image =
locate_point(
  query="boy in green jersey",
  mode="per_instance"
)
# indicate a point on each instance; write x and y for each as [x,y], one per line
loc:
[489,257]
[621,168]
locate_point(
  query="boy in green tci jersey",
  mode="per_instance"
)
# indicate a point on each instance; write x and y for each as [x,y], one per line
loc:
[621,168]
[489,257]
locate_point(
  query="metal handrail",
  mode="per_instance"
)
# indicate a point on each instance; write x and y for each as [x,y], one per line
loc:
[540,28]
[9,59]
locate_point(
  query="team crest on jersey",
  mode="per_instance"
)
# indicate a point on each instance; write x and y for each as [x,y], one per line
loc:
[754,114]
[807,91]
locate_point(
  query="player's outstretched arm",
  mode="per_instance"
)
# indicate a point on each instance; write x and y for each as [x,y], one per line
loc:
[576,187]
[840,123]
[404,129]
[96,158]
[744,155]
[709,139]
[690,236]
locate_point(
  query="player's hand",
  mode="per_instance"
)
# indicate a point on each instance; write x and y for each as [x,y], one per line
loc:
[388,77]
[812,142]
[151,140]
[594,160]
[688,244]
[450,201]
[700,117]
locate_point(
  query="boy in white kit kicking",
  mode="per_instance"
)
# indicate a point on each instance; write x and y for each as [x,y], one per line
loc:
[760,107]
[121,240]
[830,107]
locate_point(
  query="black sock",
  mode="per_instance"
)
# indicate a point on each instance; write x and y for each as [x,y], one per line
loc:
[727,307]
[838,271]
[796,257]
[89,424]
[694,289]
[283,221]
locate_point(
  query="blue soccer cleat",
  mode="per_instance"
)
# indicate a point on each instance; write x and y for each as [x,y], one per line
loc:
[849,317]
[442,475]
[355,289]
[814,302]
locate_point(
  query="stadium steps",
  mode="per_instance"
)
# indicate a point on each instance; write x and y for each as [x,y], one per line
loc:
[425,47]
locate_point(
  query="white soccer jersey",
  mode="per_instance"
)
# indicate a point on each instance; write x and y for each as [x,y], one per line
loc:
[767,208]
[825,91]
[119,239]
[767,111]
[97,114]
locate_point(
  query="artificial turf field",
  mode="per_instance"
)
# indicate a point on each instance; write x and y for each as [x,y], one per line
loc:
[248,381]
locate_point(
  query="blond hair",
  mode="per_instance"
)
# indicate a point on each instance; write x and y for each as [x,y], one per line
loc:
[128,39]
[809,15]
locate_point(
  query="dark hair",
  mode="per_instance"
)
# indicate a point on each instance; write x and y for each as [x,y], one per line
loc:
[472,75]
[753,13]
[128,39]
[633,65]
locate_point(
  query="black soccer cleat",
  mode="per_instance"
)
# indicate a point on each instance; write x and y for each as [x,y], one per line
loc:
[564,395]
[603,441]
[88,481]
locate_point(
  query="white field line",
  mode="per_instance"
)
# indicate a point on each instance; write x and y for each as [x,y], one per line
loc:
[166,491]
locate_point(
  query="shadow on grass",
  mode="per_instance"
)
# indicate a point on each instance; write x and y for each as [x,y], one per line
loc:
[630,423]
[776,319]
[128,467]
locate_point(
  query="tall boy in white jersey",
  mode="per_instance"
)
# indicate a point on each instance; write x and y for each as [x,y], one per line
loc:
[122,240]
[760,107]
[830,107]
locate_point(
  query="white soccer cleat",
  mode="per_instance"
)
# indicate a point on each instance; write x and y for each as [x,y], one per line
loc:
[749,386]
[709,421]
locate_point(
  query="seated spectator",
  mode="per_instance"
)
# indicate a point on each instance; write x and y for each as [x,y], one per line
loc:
═══
What you should do:
Go through the records line by line and give the number of lines with the string "cleat" in them, stating nothing else.

Solution for this task:
3